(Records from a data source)
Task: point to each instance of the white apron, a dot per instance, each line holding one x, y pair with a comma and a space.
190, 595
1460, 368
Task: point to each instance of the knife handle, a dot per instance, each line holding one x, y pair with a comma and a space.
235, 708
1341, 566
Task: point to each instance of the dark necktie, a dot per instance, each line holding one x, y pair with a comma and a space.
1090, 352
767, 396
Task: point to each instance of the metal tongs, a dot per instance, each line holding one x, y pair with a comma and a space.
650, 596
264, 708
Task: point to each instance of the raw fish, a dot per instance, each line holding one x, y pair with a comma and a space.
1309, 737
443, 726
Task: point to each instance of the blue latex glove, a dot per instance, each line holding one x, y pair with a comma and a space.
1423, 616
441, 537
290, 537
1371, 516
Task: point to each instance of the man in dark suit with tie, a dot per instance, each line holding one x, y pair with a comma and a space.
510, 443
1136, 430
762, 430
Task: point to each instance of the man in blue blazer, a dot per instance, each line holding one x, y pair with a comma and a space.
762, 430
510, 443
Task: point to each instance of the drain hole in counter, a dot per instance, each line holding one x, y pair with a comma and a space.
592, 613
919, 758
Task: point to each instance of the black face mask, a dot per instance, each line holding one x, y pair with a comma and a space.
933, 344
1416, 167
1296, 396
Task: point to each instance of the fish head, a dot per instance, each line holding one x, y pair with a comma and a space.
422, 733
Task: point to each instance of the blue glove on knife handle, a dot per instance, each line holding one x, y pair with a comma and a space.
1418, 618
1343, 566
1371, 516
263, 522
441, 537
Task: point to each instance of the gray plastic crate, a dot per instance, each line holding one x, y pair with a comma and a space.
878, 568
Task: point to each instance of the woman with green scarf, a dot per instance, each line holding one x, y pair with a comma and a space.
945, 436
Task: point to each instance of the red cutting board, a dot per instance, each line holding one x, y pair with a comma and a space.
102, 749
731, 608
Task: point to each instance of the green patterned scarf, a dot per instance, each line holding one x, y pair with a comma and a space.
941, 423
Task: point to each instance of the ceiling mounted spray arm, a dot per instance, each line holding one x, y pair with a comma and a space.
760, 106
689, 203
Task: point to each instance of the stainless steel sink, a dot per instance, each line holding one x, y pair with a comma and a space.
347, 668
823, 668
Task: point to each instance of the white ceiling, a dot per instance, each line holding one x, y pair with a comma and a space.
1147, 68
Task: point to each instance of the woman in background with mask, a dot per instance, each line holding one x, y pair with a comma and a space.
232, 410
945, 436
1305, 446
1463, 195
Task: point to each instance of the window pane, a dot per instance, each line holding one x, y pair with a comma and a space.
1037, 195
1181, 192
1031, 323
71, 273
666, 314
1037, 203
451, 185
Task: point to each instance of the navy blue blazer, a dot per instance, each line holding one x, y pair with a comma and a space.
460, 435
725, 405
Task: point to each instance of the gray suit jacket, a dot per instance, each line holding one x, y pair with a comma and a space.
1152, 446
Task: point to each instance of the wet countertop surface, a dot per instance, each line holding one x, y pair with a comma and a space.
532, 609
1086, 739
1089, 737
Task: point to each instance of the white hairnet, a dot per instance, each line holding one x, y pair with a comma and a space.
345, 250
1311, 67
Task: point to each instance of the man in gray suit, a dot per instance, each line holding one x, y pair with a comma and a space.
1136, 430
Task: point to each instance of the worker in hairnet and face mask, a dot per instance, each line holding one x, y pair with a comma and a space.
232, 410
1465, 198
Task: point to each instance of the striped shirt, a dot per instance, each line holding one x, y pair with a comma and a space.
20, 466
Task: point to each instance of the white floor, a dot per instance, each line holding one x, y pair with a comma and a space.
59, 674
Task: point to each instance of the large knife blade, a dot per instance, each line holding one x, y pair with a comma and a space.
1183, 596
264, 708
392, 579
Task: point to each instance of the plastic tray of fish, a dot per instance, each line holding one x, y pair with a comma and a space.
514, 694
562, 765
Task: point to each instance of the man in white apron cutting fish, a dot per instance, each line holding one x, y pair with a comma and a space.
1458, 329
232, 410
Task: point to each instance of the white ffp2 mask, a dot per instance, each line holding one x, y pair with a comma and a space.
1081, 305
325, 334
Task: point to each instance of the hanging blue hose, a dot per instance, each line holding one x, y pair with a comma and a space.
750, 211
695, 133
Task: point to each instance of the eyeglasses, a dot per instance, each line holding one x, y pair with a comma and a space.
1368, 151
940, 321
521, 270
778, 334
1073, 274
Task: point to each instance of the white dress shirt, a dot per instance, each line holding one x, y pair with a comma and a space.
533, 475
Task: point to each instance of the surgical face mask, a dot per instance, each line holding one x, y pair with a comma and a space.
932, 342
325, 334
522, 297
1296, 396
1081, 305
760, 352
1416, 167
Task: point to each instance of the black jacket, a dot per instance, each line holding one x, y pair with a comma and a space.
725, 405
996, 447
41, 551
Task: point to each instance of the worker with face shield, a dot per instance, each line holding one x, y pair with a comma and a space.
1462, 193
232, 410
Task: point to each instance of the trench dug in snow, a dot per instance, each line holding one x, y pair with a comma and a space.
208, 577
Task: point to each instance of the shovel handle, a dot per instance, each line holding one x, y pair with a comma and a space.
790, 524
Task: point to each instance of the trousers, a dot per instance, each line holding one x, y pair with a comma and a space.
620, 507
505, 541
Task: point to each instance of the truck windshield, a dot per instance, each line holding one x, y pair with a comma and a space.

## What you are asked to do
Go through the records and print each one exactly.

## Written reply
Task: point to each instance of the white apron, a dot per instance, each line holding one x, y pair with a comma and a space.
190, 595
1460, 368
Task: point to each instance of the knife handle, a dot per instance, each line holding one x, y pair with a comma and a space.
235, 708
1341, 566
Task: point to each instance of the dark necktie, a dot per instance, each line holding one x, y pair with a comma and a space.
1090, 352
767, 396
Task: point to each instance of the metal tongs, a dot per instance, each line holding one x, y pair with a comma and a space.
650, 596
264, 708
Task: point to each instance of the raw fish, a dot per instance, each line holding one x, y pair with a comma and a space.
1309, 737
443, 726
Task: point to each instance of the blue latex glove, a dot per instance, each line holding one x, y pair with a comma and a space.
1423, 616
441, 537
290, 537
1371, 516
Task: point to each instance of the man in dark suit with tie, a dot per instance, each line holding one x, y pair with a comma and a space.
510, 443
1136, 430
762, 430
Task: point to each instance of the man in blue blazer, a dot per instance, each line holding one x, y pair with a comma and a space.
762, 430
510, 443
Task: point to each instance of the drain hole in counter, a dot per instance, each line holding one x, y pair with a comma and a space.
592, 613
919, 758
Task: point to each instance of the black face mask, a dot per instance, each line holding one x, y pair with a comma and a space.
933, 344
1416, 167
1296, 396
Task: point to each instance of the fish head, a dot per instance, each line holding one x, y pair with a comma and a space.
422, 733
Task: point to each instance of the blue glove on knife handle, a dot per instance, each line holding one x, y pair with a comma and a space.
1418, 618
1343, 566
1371, 516
263, 522
441, 537
Task: point to each instance of the gray plastic crate, a dot per instance, each line holding one x, y pair with a comma and a space.
878, 568
Task: point to each instance of the woman with green scarf, a dot per instance, each line holding one x, y pair with a comma and a space.
945, 436
Task: point to each instance of the red cutting board, a dot per instance, each line holding one x, y pair with a comma and a space.
102, 749
731, 608
Task: point to each instance of the green patterned scarf, a dot per instance, each line holding one x, y pair with a comma and a space.
941, 423
Task: point to each instance of the ceiling mounted spray arm, a dot per instance, each line holding one x, y pair with a comma and a space.
760, 106
689, 203
Task: point to each instance of the stainless steel sink, a dot per instance, each line holding one x, y pair with a comma and a space.
347, 668
823, 668
Task: point to each instance of the white ceiling, a dot per instance, each line holding one x, y pair with a comma and a space.
1147, 68
Task: point to each instance of the woman in background with mask, a dot per instance, each line holding one x, y pair with a comma and a space.
232, 410
945, 436
1305, 446
1463, 195
Task: point to each instance of the window pane, a dot per instance, each line holding one x, y pair with a comma and a space.
1037, 195
1181, 192
1031, 323
71, 273
666, 314
1037, 203
451, 185
Task: point to each instance of the navy blue blazer, a dot per instance, each line holding one x, y pair with a comma and a space.
460, 435
725, 405
Task: point to each instance of the gray suit jacket, a dot per instance, each line holding one x, y pair with a comma and a space.
1152, 446
Task: point to each instance of the wet countertop surface, a dot per instance, each line holding one x, y pair with a comma and a space.
532, 609
1086, 739
1089, 737
Task: point to each instance of the white hairnet, a dot per instance, each line holding one x, y pair with a comma and a space.
345, 250
1311, 67
Task: point to each instance of the man in gray suit, a dot per instance, each line holding one x, y pair with a comma and a space.
1136, 430
Task: point to each instance of the worker in hairnet and face mask, a dot per instance, each line holding one x, y pair with a comma and a space.
232, 410
1465, 198
Task: point to each instance of the striped shirt, a dot per instance, each line holding one x, y pair with a comma and a space.
20, 466
Task: point to each instance of the white floor, a dot per instance, each line holding one x, y pair with a comma and a space.
59, 674
Task: point to each instance of the large knife blade, a dot per instance, each line holding one x, y pair with a comma and a space.
1183, 596
264, 708
392, 579
Task: point to each instance of the plastic tray of fish, a dot per instance, each line holding one x, y pair with a comma and a space.
514, 694
562, 765
Task: point to each instance of the man in white apron cutting fish, a dot per instance, each line holding one x, y pair with a comma and a space.
1458, 329
232, 410
Task: point to each instance of the white ffp2 mask, a dot per instance, each line holding one x, y pair with a comma and a space.
1081, 305
325, 334
Task: point to each instance of the hanging blue hose, a dot per instance, each line holding one x, y pair with a comma and a space.
750, 211
695, 133
Task: point to each instance of the eyeglasses, a dot per instance, each line holding one x, y pair with a comma and a space.
1368, 151
940, 321
521, 270
778, 334
1073, 274
Task: point to each instance of the white dress shirt, a dot per instance, each line holding one x, y pair with a comma and a space.
533, 475
Task: point to each instance of the surgical face mask, a dot per instance, each line holding one x, y pair with a comma and a space.
932, 342
325, 334
522, 297
1296, 396
1081, 305
760, 352
1416, 167
Task: point to each instance of the black jacket, a dot per instance, each line holding one x, y pair with a comma and a space.
725, 405
996, 447
41, 551
Task: point to each instance of the worker with face shield, a dot per instance, each line holding one x, y pair with a comma and a space.
1462, 193
232, 410
Task: point to each instance of the trench dug in snow, a dot per instance, each line holding one x, y pair with a comma and a space.
208, 577
Task: point to each instance of the shovel handle, a dot per instance, each line holding one x, y pair with a comma and a space.
790, 524
Task: point to each instance of the trousers, a dot per instance, each line holding one x, y pair with a comma and a space.
620, 507
505, 541
Task: point to each instance of the truck windshield, a dot per instance, each line holding one x, y pair with a comma and a space.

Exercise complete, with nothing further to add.